##### RECORD SET

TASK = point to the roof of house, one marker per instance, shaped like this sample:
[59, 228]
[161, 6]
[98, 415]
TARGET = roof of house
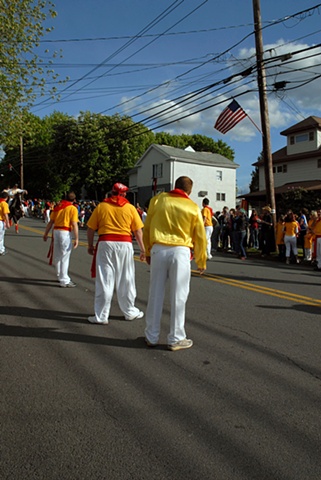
[199, 158]
[306, 185]
[281, 156]
[308, 123]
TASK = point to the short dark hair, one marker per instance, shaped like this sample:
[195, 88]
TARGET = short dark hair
[71, 196]
[185, 184]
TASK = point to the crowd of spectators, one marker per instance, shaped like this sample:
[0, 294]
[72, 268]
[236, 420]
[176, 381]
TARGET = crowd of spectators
[294, 238]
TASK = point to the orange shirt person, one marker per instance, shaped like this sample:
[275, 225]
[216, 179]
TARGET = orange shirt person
[4, 220]
[64, 221]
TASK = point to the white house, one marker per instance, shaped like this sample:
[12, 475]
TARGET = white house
[214, 176]
[298, 164]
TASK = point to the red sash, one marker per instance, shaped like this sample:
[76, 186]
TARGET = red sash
[179, 193]
[315, 245]
[50, 251]
[116, 200]
[68, 229]
[108, 237]
[62, 204]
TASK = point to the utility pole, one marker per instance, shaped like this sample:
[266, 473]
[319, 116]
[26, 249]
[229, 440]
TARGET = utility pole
[21, 162]
[265, 122]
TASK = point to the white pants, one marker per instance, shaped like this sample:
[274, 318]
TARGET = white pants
[290, 243]
[2, 232]
[208, 232]
[115, 268]
[173, 263]
[61, 254]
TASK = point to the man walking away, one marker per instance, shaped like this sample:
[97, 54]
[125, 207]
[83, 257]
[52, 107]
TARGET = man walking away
[115, 219]
[207, 214]
[173, 227]
[4, 220]
[64, 220]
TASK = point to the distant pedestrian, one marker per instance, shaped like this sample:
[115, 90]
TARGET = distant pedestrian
[63, 220]
[4, 220]
[207, 214]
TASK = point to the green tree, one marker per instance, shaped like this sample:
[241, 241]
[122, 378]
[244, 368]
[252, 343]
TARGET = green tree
[23, 73]
[200, 143]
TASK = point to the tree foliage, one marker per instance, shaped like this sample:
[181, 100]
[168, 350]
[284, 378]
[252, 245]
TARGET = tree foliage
[23, 75]
[200, 143]
[90, 152]
[297, 198]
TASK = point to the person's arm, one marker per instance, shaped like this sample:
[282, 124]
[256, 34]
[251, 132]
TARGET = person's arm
[139, 237]
[48, 228]
[90, 239]
[76, 233]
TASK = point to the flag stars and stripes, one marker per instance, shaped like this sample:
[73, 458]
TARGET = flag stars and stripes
[230, 117]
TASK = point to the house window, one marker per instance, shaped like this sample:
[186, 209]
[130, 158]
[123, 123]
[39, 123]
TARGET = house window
[157, 170]
[220, 197]
[301, 138]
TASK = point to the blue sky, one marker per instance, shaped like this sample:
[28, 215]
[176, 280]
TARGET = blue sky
[185, 46]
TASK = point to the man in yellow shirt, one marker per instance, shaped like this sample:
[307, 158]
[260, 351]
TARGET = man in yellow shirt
[316, 229]
[4, 220]
[173, 227]
[115, 219]
[64, 220]
[207, 214]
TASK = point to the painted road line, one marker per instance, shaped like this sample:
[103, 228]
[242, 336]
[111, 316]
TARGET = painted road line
[260, 289]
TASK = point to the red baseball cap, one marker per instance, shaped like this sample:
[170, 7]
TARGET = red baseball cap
[120, 188]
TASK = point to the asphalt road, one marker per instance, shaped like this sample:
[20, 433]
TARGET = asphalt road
[83, 401]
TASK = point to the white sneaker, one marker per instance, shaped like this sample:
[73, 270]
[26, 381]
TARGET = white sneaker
[68, 285]
[181, 345]
[93, 320]
[139, 315]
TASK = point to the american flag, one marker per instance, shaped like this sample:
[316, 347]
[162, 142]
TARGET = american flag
[230, 117]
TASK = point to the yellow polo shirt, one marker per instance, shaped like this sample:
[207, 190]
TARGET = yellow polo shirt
[4, 208]
[207, 215]
[175, 221]
[64, 218]
[113, 219]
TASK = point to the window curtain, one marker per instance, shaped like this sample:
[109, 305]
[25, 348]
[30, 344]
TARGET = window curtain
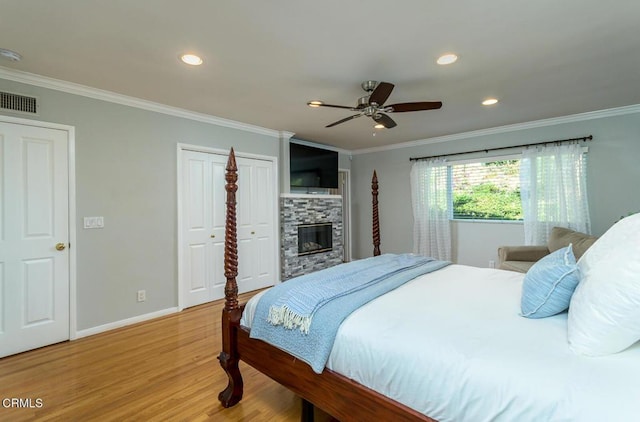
[431, 209]
[553, 188]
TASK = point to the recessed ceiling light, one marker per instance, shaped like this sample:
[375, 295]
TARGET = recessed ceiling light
[191, 59]
[10, 55]
[447, 59]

##########

Without the pictures, retype exactly the lines from the one that holds "TASK = point to the painted" to the last line of the data above, both of them included.

TASK = point to the painted road line, one marker per instance, shaped like this sample:
[103, 228]
[242, 336]
[111, 316]
TARGET = painted road line
[260, 289]
TASK = point to the red baseball cap, one marker per instance, shaped like this sample:
[170, 7]
TARGET = red baseball cap
[120, 188]
TASK = point to the asphalt road, one marker per instance, shaped like this sample:
[20, 433]
TARGET = asphalt road
[83, 401]
TASK = point to the white sneaker, one marker per instance, shaped like this sample:
[73, 270]
[26, 381]
TARGET = white sneaker
[68, 285]
[181, 345]
[93, 320]
[139, 315]
TASK = point to the american flag, one marker per instance, shaped like this sample:
[316, 347]
[162, 142]
TARGET = american flag
[230, 117]
TASK = point to the yellow polo shirt, one marker per instance, shaped like this sample:
[207, 190]
TARGET = yellow polo shirt
[4, 208]
[207, 215]
[175, 221]
[64, 218]
[113, 219]
TASK = point to the window curtain, one marker per instance, shaped like this sample:
[109, 305]
[25, 348]
[30, 344]
TARGET = window curtain
[431, 209]
[553, 188]
TASK = point to the recessed ceiling light, one marker per instance, shaped like this sample:
[375, 295]
TARGET = recessed ceiling light
[191, 59]
[10, 55]
[447, 59]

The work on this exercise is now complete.